Records of labeled points

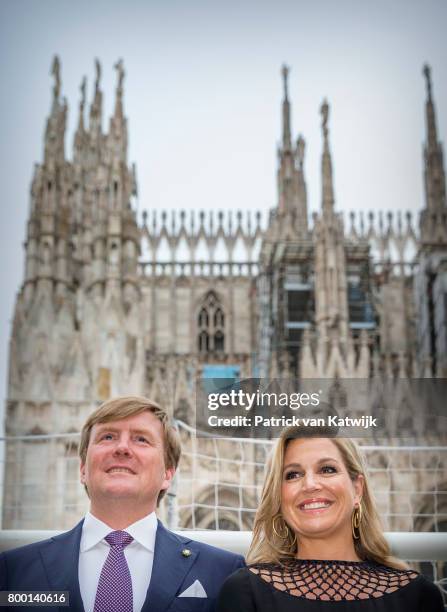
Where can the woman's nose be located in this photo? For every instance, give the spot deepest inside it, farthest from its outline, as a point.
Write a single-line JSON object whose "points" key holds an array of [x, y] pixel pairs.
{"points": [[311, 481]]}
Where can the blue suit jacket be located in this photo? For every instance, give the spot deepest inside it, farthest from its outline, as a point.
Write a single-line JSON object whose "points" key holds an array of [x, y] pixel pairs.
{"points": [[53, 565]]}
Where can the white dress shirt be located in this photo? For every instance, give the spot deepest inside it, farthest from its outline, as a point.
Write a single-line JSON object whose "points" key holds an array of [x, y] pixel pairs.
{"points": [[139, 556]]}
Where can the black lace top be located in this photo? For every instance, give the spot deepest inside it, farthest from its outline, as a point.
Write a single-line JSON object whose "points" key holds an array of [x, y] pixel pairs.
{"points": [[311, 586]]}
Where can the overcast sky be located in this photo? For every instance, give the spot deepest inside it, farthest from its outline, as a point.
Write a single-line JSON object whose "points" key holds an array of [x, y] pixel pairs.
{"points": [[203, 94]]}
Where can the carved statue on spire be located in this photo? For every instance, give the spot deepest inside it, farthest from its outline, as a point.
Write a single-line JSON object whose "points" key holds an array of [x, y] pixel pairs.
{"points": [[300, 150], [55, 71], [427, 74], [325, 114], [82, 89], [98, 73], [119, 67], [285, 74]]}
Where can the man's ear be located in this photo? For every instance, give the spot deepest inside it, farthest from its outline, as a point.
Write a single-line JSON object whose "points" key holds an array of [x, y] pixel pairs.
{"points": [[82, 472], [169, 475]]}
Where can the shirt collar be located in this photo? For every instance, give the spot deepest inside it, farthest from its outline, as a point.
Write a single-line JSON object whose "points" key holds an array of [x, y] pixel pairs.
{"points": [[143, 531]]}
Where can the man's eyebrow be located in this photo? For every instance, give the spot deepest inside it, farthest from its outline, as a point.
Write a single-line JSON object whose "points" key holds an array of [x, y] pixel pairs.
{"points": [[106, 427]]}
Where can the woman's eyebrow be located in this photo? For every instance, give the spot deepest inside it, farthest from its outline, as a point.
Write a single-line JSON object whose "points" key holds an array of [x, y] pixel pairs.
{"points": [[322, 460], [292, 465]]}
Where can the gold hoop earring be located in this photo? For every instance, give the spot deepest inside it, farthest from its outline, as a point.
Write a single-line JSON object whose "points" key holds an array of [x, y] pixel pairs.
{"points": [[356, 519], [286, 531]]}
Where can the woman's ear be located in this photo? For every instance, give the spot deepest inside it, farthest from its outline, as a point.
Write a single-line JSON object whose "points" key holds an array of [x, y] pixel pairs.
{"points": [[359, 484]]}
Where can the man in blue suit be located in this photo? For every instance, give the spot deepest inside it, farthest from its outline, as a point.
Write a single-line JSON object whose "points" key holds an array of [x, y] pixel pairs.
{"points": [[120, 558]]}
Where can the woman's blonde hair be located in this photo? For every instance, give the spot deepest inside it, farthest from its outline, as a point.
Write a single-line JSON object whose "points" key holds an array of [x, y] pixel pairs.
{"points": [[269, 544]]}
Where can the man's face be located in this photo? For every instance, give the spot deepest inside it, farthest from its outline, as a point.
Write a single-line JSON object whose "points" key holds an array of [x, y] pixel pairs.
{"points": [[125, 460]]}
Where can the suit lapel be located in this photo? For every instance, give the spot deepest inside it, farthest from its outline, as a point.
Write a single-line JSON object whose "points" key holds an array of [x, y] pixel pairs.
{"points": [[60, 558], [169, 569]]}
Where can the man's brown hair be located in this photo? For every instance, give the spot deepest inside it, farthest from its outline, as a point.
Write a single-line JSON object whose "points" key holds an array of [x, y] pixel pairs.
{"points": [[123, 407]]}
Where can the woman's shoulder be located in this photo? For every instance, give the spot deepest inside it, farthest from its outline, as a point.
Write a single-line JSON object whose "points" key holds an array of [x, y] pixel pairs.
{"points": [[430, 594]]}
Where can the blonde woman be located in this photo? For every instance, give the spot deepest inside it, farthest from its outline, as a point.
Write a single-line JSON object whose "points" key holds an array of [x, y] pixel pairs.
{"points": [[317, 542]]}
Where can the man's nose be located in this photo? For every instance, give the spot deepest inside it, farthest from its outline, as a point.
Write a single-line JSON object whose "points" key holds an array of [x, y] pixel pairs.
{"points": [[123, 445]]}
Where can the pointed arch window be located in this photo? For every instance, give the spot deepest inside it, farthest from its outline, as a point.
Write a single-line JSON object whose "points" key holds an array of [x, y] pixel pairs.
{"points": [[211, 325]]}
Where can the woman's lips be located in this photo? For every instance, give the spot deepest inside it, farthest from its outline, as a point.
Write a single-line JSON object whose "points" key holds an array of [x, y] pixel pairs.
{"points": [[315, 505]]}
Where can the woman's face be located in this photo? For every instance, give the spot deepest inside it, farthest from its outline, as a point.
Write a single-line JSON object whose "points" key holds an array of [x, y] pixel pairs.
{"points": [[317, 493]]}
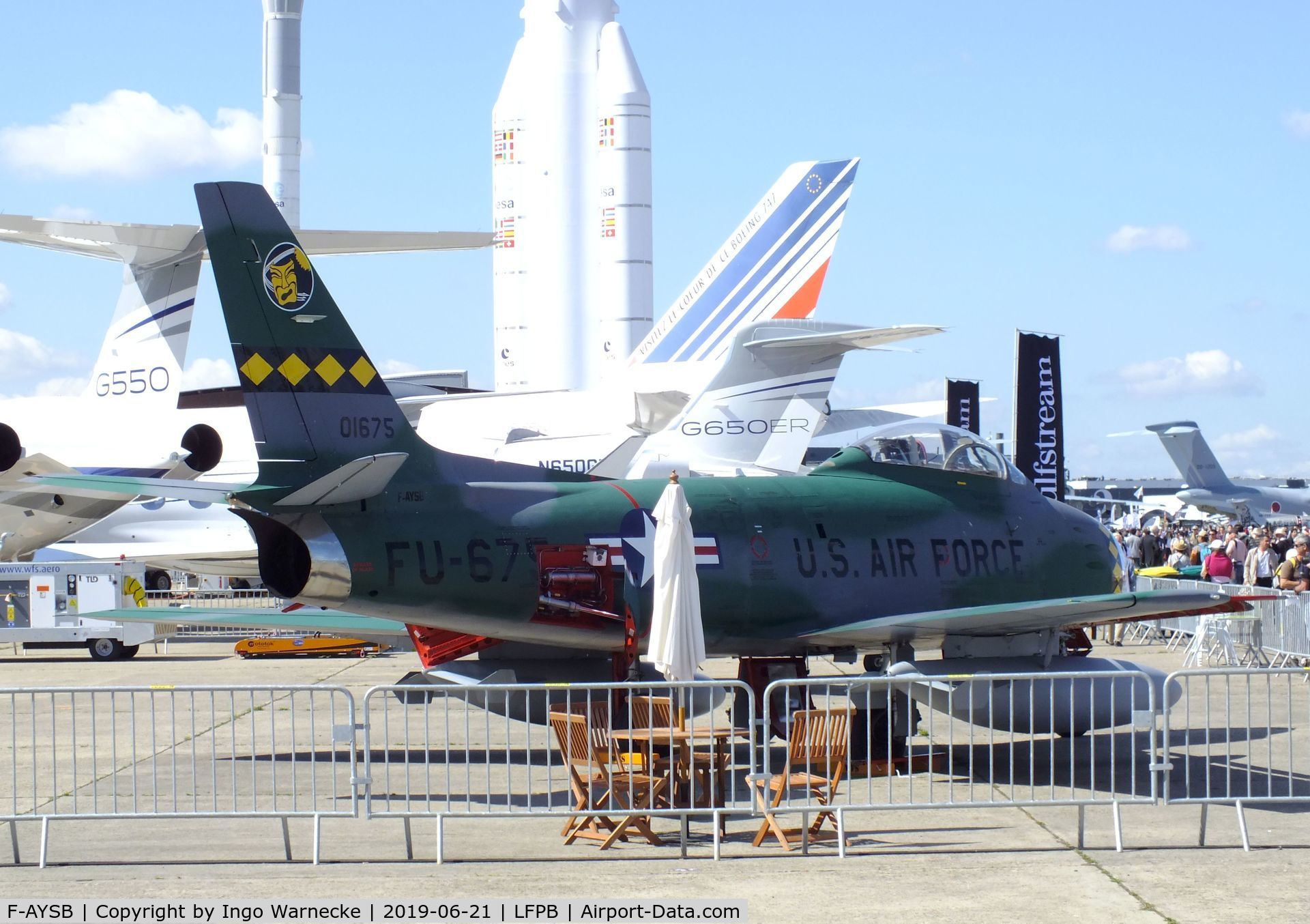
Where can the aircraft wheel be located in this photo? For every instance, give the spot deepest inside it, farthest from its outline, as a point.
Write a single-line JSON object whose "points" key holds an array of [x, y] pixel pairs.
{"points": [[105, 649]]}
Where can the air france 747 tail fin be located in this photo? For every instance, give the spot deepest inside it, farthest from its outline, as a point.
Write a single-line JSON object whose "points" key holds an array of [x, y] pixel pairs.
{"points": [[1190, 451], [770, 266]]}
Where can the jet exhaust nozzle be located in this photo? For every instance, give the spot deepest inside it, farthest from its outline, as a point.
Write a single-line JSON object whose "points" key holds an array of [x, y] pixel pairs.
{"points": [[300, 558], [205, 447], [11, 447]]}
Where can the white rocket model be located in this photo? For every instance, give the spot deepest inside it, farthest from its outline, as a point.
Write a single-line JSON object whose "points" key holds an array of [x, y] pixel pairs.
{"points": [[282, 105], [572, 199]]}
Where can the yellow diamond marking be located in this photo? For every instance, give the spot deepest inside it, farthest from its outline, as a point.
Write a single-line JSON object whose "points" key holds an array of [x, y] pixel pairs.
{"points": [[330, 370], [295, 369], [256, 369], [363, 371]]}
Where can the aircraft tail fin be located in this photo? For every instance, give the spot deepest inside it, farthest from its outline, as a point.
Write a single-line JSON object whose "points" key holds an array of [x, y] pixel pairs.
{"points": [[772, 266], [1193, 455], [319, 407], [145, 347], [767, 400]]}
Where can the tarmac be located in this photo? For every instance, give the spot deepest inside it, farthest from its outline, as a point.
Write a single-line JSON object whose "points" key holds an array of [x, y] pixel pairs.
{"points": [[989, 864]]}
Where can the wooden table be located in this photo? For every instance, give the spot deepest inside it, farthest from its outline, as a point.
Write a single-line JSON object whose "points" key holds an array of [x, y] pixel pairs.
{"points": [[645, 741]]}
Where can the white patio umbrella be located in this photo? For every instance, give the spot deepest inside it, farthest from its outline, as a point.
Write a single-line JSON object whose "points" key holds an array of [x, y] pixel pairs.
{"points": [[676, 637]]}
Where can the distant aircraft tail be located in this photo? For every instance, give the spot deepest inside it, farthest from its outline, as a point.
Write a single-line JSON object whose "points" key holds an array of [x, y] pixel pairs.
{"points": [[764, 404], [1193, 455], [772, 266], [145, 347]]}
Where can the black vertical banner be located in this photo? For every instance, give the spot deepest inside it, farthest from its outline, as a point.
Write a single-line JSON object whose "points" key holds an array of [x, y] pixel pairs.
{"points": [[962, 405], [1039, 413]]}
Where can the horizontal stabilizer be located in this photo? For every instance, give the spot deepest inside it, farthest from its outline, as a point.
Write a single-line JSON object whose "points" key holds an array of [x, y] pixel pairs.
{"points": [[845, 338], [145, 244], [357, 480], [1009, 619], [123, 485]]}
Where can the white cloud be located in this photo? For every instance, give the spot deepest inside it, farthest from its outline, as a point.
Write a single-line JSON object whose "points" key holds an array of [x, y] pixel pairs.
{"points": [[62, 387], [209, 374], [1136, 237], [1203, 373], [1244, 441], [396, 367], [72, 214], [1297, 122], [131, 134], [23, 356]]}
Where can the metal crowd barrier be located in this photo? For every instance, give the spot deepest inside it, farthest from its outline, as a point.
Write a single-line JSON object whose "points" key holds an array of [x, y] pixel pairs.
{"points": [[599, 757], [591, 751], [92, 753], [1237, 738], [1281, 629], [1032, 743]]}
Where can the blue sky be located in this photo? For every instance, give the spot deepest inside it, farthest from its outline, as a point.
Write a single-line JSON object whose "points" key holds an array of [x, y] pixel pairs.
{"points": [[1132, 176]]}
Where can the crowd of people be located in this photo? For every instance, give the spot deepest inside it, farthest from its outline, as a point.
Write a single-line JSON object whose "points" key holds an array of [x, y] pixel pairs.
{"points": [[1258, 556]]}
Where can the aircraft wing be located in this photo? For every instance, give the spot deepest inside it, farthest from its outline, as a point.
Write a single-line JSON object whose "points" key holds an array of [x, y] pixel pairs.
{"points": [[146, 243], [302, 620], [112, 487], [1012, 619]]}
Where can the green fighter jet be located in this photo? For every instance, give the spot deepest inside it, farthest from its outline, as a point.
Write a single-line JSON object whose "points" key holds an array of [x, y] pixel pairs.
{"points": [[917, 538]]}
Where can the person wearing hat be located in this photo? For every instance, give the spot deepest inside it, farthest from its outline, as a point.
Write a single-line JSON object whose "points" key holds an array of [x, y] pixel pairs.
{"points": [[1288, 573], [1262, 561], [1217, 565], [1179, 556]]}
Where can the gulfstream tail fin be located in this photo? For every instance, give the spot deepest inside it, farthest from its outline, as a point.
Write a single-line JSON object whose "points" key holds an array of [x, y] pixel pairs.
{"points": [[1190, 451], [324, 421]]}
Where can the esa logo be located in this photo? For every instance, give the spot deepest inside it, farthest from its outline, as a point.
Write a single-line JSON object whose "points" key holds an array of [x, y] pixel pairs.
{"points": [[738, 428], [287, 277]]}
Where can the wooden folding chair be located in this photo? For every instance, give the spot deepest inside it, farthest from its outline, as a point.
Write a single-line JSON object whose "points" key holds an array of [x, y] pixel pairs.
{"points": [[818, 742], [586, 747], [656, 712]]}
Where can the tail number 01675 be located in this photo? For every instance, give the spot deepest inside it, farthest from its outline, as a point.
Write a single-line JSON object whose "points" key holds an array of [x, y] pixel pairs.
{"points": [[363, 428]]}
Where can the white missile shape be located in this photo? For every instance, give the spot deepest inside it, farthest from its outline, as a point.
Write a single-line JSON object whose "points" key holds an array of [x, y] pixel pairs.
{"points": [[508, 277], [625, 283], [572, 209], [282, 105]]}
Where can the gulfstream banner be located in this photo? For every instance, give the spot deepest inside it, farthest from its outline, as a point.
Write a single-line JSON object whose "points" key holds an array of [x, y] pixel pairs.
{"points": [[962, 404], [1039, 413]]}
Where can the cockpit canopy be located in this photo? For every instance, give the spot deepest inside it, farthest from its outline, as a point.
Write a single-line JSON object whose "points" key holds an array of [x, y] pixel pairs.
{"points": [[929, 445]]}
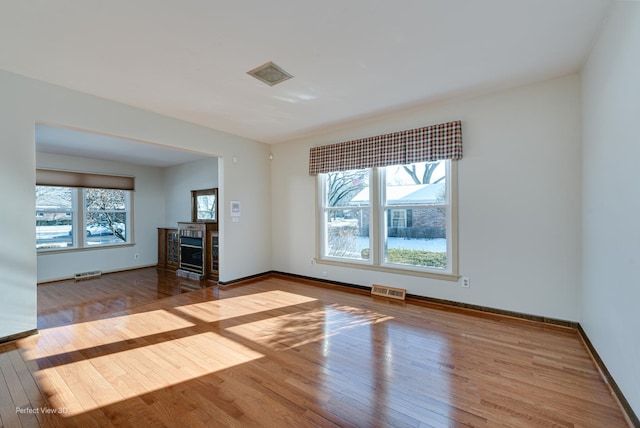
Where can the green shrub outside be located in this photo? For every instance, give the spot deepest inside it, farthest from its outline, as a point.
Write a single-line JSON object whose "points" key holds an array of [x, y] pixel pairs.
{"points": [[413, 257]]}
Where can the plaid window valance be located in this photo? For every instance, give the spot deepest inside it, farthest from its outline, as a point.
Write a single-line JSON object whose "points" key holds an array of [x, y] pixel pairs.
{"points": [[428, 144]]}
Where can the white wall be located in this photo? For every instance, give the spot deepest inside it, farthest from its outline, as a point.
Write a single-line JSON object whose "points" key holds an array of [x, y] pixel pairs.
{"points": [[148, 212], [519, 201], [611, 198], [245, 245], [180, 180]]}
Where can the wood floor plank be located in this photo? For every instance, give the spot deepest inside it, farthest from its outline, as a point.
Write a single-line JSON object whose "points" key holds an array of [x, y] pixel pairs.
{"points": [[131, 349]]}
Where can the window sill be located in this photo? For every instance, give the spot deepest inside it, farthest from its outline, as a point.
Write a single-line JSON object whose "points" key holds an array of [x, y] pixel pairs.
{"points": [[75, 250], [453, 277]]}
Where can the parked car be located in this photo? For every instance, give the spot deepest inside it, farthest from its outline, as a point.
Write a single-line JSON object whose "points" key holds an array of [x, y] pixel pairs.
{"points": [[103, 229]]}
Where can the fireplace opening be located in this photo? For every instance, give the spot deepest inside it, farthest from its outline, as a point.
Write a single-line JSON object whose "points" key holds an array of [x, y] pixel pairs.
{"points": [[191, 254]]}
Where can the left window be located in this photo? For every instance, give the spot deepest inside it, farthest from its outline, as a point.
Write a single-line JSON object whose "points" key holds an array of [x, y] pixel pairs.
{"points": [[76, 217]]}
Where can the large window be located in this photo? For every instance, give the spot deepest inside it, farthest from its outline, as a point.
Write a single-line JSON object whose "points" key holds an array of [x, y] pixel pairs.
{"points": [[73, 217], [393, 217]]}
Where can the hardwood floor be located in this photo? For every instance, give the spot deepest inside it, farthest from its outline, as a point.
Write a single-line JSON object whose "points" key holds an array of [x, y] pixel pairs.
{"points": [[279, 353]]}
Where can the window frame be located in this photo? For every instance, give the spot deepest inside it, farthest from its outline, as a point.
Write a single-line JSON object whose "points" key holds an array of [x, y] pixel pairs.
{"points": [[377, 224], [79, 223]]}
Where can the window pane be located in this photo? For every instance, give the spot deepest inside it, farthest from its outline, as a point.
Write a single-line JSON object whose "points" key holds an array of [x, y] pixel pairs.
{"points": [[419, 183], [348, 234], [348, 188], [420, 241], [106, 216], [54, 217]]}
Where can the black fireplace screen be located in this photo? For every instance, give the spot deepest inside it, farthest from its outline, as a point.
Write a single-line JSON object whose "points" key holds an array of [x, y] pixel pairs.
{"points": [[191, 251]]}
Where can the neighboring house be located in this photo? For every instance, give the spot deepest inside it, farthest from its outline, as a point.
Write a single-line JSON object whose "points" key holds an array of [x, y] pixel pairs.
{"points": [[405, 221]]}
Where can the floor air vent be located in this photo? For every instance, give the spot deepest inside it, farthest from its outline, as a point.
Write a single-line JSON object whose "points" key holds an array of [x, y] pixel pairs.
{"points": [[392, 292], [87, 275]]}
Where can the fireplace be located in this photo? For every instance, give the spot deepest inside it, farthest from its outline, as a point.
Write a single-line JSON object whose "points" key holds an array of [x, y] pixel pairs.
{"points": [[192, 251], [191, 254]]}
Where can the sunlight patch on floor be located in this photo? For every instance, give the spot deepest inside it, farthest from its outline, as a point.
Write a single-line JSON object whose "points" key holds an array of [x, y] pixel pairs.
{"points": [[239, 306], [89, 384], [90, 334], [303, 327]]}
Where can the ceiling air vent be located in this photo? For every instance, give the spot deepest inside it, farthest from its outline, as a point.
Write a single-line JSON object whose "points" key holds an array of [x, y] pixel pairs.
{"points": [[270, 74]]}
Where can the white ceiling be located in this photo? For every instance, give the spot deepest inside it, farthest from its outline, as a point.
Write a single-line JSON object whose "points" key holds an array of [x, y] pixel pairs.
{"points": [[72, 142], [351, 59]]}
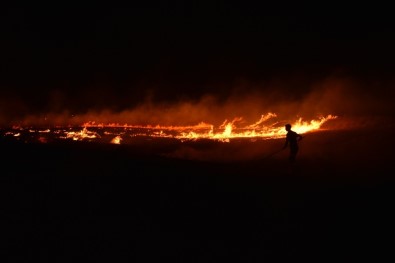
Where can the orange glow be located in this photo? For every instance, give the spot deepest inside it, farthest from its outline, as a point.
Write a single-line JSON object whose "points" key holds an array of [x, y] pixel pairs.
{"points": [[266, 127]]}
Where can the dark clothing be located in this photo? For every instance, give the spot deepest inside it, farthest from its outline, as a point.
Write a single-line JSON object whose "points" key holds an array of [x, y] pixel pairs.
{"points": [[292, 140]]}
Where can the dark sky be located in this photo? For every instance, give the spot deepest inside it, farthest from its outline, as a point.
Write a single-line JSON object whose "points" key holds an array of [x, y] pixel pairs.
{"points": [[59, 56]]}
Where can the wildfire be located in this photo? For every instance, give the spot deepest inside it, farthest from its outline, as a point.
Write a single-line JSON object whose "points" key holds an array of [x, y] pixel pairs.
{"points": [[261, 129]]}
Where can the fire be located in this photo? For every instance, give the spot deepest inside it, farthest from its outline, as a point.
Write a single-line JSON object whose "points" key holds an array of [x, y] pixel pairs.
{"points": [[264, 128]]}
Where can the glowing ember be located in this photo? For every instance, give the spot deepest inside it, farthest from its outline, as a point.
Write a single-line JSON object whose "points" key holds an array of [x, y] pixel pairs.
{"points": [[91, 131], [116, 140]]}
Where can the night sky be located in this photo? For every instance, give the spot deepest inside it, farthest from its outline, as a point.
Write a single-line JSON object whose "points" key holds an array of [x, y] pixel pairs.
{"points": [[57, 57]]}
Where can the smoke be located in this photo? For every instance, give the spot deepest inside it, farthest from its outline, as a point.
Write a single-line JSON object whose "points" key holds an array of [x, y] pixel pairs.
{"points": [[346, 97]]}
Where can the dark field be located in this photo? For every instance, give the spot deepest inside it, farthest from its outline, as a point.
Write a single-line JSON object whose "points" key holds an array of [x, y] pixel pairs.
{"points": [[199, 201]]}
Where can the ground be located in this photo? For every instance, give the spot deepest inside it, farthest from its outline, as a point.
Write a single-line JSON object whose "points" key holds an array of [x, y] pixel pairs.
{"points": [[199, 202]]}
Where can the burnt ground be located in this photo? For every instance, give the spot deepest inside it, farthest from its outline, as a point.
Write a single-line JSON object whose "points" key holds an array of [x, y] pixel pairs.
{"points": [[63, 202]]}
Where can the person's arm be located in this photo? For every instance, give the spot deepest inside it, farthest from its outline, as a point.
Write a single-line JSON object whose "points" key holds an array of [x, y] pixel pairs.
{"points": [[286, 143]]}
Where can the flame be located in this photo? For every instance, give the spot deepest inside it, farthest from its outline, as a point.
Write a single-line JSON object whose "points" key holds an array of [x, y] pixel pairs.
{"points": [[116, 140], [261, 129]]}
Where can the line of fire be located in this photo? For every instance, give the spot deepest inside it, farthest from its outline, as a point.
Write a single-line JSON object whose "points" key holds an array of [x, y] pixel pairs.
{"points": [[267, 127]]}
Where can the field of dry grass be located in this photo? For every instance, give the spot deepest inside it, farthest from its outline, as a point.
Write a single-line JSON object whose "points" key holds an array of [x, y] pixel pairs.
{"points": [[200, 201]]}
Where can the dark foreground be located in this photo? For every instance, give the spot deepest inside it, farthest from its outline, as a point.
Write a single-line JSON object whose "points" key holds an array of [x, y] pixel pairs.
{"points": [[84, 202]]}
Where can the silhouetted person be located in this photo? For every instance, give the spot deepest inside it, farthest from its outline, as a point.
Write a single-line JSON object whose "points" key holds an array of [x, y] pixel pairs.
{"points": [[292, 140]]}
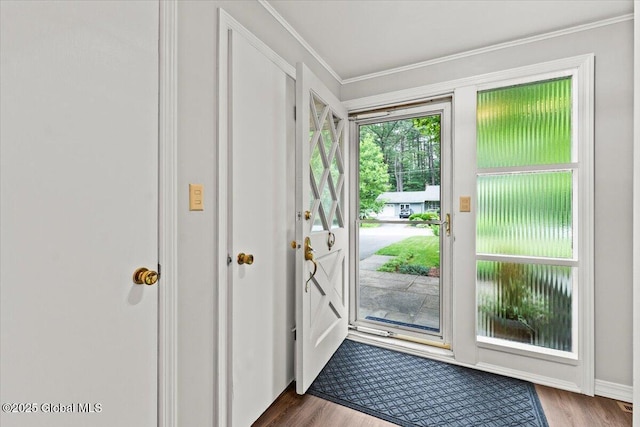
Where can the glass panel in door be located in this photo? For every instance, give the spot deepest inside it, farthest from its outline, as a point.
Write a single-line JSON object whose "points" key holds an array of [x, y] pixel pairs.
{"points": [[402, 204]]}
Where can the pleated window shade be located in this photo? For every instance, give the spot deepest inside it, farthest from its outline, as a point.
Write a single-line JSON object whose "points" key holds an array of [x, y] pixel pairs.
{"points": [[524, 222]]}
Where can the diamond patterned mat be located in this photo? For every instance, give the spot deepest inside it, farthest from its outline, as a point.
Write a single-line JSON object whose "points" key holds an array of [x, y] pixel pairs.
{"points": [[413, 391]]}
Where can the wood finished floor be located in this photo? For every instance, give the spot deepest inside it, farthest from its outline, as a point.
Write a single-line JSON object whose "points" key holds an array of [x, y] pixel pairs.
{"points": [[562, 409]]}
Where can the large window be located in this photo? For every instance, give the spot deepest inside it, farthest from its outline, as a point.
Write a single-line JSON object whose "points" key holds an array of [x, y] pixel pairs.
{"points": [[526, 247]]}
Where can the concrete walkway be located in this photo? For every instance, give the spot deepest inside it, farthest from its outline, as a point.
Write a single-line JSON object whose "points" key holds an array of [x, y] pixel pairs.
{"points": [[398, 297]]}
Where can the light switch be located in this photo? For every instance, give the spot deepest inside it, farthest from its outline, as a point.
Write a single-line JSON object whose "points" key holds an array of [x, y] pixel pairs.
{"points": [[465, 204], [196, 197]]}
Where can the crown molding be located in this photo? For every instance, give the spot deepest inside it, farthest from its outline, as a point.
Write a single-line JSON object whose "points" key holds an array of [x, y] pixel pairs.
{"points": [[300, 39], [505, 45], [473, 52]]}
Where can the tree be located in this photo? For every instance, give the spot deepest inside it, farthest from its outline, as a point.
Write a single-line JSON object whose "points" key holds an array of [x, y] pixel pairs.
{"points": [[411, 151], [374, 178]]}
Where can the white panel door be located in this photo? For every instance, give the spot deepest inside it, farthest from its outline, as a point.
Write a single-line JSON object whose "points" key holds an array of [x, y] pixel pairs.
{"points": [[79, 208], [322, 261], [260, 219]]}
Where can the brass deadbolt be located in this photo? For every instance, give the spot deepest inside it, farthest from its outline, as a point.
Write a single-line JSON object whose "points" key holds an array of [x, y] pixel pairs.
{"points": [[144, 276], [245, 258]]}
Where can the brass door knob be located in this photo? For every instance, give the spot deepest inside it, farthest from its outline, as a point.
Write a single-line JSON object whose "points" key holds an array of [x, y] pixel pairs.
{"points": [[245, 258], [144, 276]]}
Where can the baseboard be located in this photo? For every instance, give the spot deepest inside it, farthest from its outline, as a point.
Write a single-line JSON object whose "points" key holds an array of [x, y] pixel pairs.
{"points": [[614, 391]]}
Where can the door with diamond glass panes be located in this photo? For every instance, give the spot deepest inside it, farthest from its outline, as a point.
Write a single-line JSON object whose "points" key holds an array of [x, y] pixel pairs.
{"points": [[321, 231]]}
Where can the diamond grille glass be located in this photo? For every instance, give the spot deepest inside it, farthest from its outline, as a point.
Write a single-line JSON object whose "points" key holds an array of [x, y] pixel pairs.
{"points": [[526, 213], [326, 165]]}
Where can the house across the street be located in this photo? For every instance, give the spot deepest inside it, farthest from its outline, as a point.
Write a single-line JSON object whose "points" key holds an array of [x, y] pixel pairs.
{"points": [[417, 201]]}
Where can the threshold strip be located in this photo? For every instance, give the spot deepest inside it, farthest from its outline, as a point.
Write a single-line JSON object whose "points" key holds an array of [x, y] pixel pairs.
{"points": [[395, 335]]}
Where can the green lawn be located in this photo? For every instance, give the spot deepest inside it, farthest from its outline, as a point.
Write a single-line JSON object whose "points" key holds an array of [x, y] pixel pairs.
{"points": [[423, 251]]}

*AIM*: Reproduce only the lines between the line containing "Where can the threshold" and the last line of the records, those two lines included, exactly.

*FINAL RESULT*:
Where can the threshold strip be located in this photo? For every instance, give the spot deepest inside it, farthest from its outline, as a point.
Write a single-line JSON object whose "points" key holds an array of [x, y] pixel pairs.
{"points": [[395, 335]]}
Where can the green lawn be located in this photo? For every instance, give the spot deepest inside it, farthest from its outline, as a point.
Write a single-line JSON object whose "points" key holds an array of [x, y] pixel pairs.
{"points": [[423, 251]]}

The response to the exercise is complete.